WHAT YOU ARE ASKED TO DO –
Count the lines in the data below that contain the string "pale", where case counts, and reply with the number alone.

------ EXTRACTED DATA

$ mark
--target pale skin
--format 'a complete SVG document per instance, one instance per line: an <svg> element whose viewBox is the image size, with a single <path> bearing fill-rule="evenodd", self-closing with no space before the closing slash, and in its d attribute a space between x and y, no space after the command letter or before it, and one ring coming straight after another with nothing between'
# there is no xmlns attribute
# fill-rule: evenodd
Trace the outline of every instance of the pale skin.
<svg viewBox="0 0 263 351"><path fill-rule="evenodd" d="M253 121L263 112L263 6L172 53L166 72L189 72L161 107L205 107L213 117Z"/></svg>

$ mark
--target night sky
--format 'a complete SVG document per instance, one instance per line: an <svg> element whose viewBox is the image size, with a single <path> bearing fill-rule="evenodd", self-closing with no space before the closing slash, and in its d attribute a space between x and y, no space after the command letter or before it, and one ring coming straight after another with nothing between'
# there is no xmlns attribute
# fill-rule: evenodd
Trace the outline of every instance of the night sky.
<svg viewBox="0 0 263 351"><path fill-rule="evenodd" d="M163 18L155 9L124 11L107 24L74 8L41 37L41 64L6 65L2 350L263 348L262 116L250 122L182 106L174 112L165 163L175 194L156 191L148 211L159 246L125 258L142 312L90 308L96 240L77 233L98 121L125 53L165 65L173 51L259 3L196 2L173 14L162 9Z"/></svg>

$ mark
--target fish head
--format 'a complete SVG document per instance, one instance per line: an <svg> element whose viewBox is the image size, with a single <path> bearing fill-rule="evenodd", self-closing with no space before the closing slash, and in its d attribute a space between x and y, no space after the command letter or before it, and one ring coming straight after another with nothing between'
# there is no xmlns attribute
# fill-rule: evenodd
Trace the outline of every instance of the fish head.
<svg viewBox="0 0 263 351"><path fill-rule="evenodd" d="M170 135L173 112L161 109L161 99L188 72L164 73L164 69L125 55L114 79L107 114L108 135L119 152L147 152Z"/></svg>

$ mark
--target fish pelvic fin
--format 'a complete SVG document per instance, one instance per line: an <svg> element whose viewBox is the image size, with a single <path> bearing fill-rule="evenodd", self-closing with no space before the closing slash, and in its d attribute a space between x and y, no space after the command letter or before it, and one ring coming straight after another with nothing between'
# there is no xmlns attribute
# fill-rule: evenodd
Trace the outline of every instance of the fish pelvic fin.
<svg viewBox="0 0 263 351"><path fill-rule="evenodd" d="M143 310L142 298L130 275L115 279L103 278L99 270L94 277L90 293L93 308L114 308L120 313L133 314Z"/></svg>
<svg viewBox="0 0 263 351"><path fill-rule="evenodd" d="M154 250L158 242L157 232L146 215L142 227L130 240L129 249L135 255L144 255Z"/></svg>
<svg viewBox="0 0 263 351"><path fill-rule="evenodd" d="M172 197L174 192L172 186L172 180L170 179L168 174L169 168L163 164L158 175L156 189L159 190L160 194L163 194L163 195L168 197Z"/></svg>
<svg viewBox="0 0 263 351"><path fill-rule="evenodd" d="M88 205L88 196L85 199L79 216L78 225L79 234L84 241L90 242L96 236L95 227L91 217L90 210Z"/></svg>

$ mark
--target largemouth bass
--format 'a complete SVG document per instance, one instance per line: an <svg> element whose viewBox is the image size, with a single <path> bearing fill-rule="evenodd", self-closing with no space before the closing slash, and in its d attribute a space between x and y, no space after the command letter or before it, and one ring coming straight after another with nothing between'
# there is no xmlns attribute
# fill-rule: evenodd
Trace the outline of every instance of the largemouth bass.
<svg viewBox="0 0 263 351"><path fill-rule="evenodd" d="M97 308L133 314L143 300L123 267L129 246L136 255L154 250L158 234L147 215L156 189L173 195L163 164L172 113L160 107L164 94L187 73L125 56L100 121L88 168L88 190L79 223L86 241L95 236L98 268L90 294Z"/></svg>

------------

COMPLETED TASK –
2